## [WRITTEN TASK]
Starting with the line that contains "Reviewer note: every instance of the tall" and going on through the last line of the material below, write out those lines as a JSON list of strings, one string per line, with blank lines left out.

## [AVAILABLE RECORDS]
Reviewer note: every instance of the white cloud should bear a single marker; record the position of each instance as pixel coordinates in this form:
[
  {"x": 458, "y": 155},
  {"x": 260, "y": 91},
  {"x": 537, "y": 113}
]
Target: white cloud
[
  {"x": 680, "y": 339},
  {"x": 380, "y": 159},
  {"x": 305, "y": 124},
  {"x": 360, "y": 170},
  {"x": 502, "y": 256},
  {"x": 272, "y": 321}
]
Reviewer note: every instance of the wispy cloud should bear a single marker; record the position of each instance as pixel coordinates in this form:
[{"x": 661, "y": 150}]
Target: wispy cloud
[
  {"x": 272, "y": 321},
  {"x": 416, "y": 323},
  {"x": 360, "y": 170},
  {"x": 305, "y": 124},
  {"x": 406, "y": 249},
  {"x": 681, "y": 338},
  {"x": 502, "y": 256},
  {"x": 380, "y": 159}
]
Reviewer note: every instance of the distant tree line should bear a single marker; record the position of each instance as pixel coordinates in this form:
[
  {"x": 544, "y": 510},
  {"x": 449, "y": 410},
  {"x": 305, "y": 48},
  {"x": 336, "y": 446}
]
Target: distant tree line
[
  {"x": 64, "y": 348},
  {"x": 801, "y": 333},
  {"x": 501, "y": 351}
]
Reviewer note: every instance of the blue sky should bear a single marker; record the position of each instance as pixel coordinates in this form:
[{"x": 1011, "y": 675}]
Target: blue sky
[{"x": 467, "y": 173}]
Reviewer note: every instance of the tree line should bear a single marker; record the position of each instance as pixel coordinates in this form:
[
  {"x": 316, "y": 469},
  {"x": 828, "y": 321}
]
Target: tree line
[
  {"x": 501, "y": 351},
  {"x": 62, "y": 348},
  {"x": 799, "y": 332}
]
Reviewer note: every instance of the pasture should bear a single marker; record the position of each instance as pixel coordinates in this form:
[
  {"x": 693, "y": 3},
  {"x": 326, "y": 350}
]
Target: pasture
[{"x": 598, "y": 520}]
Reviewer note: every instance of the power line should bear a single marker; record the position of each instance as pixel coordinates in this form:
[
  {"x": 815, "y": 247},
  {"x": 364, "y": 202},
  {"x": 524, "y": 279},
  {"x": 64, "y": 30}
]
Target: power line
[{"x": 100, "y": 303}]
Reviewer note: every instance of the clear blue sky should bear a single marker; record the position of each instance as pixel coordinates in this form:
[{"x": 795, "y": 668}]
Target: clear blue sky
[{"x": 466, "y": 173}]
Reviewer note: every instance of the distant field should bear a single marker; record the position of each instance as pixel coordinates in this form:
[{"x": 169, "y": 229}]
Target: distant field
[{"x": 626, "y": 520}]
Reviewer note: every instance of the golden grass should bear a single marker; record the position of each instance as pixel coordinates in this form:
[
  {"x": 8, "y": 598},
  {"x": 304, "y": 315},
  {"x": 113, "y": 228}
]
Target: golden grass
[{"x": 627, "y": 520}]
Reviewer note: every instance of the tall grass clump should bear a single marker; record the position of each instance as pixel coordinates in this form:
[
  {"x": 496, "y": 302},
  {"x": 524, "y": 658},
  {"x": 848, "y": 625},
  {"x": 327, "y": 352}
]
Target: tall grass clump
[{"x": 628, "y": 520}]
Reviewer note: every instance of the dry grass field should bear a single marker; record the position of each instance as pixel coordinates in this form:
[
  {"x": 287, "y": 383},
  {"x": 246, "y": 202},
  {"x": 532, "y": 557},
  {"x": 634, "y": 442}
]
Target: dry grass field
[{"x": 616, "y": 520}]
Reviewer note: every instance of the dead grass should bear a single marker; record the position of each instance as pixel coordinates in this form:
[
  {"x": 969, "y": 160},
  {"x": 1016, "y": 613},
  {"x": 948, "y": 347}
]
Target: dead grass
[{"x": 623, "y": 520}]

## [RESULT FOR THIS TASK]
[
  "Reviewer note: every instance of the tall grass clump should bear a single marker; record the position of each instance as pixel coordinates in this form:",
  "[",
  "  {\"x\": 496, \"y\": 302},",
  "  {\"x\": 524, \"y\": 658},",
  "  {\"x\": 848, \"y\": 625},",
  "  {\"x\": 327, \"y\": 352}",
  "]",
  "Target: tall grass clump",
  "[{\"x\": 628, \"y\": 520}]",
  "Reviewer note: every instance of the dry grass field should bear a single marker; record the position of each instance as pixel coordinates in this form:",
  "[",
  "  {\"x\": 287, \"y\": 383},",
  "  {\"x\": 246, \"y\": 202},",
  "  {\"x\": 532, \"y\": 557},",
  "  {\"x\": 634, \"y\": 442}",
  "]",
  "Target: dry grass field",
  "[{\"x\": 616, \"y\": 520}]",
  "Reviewer note: every instance of the dead grass should bear a single marker; record the position of each instance as pixel coordinates in this form:",
  "[",
  "  {\"x\": 969, \"y\": 160},",
  "  {\"x\": 1016, \"y\": 613},",
  "  {\"x\": 948, \"y\": 347}",
  "]",
  "Target: dead grass",
  "[{\"x\": 623, \"y\": 520}]"
]